Write out the part of the humor sample starting with "Oh, we're waiting" and going on through "HORSE IN MID-STREAM)", word for word.

__Extract to read__:
────

August 27, 2005

A Sample

The Song of the Seasons

We are waiting for nuclear winter
Once greenhouse-gas summer is through.
Our pesticide spring
Will kill ev'rything
Except for me and you.
In the autumn the leaves will all fall down
And most of the people will, too.
Oh, we're waiting for nuclear winter;
There'll be a new world before it's all through
.—LJC

**********************************

THE UNIVERSAL KEY TO HOW ALL JOKES WORK (OR: CHUANG TZU GIVES US THE FINGER AND CHANGES OUR HORSE IN MID-STREAM)

"Instead of using a finger to demonstrate how a finger is no-finger, use no-finger to demonstrate how a finger is no-finger. Instead of using a horse to demonstrate how a horse is no-horse, use no-horse to show how a horse is no-horse. All heaven and earth is one finger, and the ten thousand things are all one horse." --Chuang Tzu, The Inner Chapters (translated by David Hinton).
--Robert G. Margolis

**********************************


Did you hear about the court jester and his fiancee who were killed because of their religous beliefs? It's terrible, but you know what they say: "A fool and his honey are soon martyred."
--LJC

**************************************


"Cell phones were everywhere."

────

__Collected data__:
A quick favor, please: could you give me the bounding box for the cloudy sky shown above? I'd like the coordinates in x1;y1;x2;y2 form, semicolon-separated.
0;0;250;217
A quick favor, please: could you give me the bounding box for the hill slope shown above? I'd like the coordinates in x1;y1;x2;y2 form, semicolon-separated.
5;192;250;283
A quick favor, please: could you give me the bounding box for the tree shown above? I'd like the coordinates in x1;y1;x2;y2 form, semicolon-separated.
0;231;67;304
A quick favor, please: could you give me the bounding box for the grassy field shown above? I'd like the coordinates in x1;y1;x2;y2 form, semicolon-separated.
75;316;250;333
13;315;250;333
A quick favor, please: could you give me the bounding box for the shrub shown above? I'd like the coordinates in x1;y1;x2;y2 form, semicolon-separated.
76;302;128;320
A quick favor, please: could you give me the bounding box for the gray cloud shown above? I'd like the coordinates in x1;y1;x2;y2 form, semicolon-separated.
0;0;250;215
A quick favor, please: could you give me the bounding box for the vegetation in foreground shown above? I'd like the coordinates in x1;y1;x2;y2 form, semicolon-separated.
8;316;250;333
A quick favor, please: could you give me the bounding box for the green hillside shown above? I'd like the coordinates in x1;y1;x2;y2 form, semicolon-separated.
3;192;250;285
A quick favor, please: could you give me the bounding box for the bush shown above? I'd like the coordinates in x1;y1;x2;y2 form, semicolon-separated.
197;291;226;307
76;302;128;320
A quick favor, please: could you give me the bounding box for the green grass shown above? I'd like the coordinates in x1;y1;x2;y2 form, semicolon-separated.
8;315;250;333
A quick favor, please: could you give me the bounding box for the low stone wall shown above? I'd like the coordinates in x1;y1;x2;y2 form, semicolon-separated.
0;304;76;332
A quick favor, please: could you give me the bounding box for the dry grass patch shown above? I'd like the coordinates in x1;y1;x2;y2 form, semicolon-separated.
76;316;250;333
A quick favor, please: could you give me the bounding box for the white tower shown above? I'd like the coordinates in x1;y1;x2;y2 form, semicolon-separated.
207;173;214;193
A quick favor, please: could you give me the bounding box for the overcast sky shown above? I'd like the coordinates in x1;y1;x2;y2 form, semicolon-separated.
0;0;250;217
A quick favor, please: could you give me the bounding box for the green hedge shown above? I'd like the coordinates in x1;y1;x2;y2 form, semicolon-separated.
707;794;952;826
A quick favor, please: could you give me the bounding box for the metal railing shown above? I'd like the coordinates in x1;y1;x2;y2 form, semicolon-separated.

────

__Response to this task__:
Oh, we're waiting for nuclear winter;
There'll be a new world before it's all through
.—LJC

**********************************

THE UNIVERSAL KEY TO HOW ALL JOKES WORK (OR: CHUANG TZU GIVES US THE FINGER AND CHANGES OUR HORSE IN MID-STREAM)